Actually, he says, he started working his way into the job back in November, before his appointment was publicly announced. it gave him the opportunity to work with his predecessor, Bruce Rodgers, and the rest of the Hermitage staff and its board behind the scenes before officially taking the reins.
Now, after a couple of weeks on the job, it’s time to step out as the face of the retreat.
He knows people have been curious about him. Some of it is out of comparison to Rodgers, who was the Hermitage’s first and, until now, only artistic director. The difference that jumps out first is that, at 36, Sandberg is just a little over half Rodgers’ age, — literally the next generation.
He’s made the most of those years. Sandberg is a Yale University graduate, with a degree in English and theater studies. He’s an accomplished director, writer, producer and “lapsed actor,” as he puts it. When he was 25, he became one of the youngest producers to win a Tony Award, for a revival of “Hair.” He’s gone on to collect several other awards and nominations for other productions in New York and London.
Most of that was in the press release when his appointment was announced. Sandberg says the question he’s hearing most is, with all that going for him, why take the job at the Hermitage? The way some people ask, he says, it sounds like they think he’s retiring.
“I'm not moving here to take this job to slow anything down,” Sandberg says. He knew he wasn’t coming to a sleepy retirement community, but to a city with an exciting arts scene and a community that strongly supports it.
He fully intends to continue his theatrical career. He’s already signed on to direct a play in Jupiter, Fla. in the spring.
“One of the things I said upon arrival to my team and my board was, listen, I love being in a rehearsal room too,” Sandberg says. “And I'm not prepared to give that up in perpetuity. I'm still keeping my hand on the pulse of the theater world, but I think there's a way to do that and marry it with the full time nature of this job.”
In fact, he says, he thinks he’ll be able to do his job at the Hermitage better doing it from the perspective of fellow artist.
Make no mistake, he says, his priority will be the Hermitage. One natural trait that Sandberg and Rodgers seem to share is that they are both artistic-minded people who also have a head for organizing and running creative ventures.
“I’ve always enjoyed wearing multiple hats on the creative and business side, and developing new work is my passion,” he says. To run an organization like this, what could be more satisfying?
The Hermitage Artist Retreat has done tremendously well in establishing its reputation as a retreat, Sandberg says. But the danger with success is stagnation.
“I think everyone involved with the organization, including my predecessor and as well as the current staff and the current board all recognize that this is an opportunity and a time for ‘chapter two,’” Sandberg says. That doesn’t mean some pull-the-rug clean sweep, but a time to reassess and recalibrate.

### Goal A
Answer these from the Hermitage article:
(i) How old is Sandberg?
(ii) What revival won him a Tony Award at age 25?
(iii) In what city has he signed on to direct a play in the spring?
### Goal B
Show each line in the listing that contains the string "road".

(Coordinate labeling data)
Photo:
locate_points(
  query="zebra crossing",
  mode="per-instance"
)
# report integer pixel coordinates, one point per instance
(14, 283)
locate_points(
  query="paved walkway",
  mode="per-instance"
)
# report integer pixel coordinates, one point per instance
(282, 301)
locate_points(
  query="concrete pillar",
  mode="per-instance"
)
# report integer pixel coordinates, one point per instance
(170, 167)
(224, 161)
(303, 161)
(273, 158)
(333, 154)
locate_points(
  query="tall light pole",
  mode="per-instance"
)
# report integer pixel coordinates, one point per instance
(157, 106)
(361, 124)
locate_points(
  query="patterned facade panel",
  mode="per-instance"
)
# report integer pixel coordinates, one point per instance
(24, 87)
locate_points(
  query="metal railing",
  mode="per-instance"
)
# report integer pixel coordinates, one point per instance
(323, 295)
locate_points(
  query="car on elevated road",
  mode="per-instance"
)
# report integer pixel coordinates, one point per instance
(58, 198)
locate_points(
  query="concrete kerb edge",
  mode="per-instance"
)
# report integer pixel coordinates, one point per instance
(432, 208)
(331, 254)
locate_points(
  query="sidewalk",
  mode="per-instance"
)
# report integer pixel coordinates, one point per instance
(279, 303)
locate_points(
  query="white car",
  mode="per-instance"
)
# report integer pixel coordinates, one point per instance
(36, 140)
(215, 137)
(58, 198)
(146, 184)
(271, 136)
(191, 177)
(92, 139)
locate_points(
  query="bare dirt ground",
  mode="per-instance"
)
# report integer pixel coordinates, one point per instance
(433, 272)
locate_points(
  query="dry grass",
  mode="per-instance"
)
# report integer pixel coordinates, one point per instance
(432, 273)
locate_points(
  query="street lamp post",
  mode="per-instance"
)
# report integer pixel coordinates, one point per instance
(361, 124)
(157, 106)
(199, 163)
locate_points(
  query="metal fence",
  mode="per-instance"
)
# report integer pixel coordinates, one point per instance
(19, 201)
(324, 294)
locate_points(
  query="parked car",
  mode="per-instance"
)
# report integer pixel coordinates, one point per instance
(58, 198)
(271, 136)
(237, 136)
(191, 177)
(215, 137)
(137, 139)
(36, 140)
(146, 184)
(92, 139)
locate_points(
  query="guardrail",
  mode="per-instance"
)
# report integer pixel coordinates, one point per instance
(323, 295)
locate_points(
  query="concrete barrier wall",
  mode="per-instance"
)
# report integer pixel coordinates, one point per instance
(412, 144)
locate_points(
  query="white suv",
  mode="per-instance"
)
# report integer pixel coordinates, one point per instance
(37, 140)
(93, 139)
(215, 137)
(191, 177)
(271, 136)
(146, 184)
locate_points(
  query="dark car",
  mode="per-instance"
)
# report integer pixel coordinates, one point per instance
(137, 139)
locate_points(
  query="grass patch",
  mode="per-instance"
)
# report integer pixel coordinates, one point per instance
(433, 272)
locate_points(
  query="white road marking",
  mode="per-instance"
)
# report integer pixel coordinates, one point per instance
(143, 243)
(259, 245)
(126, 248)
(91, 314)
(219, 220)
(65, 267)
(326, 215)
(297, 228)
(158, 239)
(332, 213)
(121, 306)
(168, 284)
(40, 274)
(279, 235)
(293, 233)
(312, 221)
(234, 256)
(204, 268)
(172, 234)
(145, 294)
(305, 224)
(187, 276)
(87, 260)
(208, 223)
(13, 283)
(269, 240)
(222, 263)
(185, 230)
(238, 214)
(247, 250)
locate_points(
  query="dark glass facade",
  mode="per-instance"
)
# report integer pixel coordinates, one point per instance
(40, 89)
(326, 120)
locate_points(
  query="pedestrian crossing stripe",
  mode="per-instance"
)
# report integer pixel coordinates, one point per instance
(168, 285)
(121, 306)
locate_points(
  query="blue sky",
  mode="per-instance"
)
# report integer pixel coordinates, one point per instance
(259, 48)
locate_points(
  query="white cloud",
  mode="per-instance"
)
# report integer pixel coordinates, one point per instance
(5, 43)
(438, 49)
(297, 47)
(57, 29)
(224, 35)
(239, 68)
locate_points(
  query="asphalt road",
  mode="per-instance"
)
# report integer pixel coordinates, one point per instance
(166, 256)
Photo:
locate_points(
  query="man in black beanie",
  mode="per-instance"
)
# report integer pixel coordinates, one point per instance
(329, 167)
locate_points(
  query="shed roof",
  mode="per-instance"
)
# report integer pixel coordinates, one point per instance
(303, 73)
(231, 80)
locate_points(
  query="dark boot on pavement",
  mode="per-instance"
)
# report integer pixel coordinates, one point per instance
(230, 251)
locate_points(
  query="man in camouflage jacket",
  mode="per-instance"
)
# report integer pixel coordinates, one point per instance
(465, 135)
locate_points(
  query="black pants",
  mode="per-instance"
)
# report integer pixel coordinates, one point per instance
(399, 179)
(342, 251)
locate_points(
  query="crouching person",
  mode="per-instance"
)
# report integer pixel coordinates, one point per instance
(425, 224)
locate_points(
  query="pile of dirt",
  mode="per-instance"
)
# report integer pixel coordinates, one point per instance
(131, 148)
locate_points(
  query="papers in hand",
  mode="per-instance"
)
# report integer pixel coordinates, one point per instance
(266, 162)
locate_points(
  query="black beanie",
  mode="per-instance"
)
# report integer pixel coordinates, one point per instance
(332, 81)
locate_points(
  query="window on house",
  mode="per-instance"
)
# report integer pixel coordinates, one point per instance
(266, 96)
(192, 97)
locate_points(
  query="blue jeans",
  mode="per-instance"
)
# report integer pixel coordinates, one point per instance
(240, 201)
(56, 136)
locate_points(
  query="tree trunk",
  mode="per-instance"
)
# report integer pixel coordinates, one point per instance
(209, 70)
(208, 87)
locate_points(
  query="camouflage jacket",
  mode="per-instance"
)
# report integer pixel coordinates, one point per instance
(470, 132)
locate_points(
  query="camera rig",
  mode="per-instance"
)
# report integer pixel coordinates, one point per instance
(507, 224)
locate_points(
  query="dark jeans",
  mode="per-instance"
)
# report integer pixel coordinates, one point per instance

### Written solution A
(i) 36
(ii) "Hair"
(iii) Jupiter, Fla.

### Written solution B
  query="car on elevated road",
  query="white road marking",
  query="asphalt road",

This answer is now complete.